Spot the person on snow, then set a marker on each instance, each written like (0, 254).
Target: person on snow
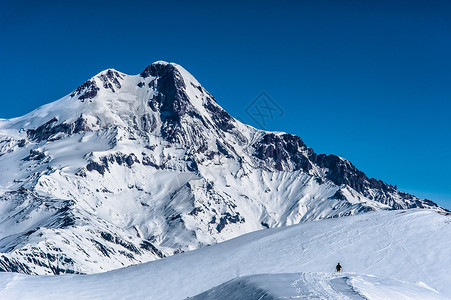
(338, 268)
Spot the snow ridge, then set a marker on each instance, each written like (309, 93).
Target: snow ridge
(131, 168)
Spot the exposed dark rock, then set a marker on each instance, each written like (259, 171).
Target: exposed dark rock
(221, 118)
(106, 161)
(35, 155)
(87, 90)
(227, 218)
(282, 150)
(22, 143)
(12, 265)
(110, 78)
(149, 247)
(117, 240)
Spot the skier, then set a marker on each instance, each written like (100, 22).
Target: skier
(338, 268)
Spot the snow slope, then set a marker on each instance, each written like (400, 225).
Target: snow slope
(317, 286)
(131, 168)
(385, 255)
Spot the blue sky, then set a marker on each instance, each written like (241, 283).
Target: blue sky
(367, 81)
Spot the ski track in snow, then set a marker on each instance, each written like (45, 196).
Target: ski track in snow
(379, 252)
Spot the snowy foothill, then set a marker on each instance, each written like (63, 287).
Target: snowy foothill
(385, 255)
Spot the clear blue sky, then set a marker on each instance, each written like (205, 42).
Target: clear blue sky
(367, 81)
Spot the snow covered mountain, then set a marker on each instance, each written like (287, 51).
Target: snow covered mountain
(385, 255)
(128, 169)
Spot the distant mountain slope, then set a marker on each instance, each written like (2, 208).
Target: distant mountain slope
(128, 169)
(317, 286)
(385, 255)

--

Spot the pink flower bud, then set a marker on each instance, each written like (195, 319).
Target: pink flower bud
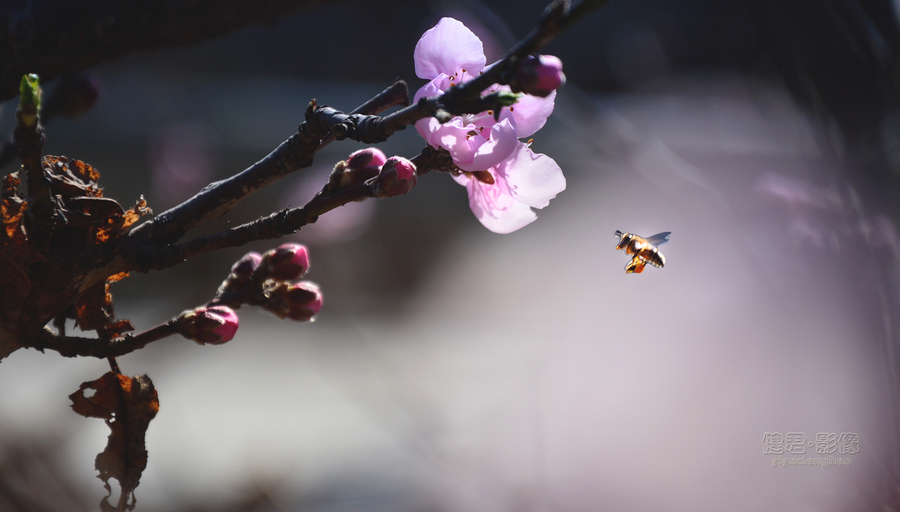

GOAL OF THE EXERCISE:
Repeat the data from the line with "Spot the pink" through the line with "Target: pink flower bud", substituting "white" for "pink" and changing nothing else.

THE RESULT:
Spot the white flower bud, then set a marker on each instance, each written like (195, 319).
Target: white flower bud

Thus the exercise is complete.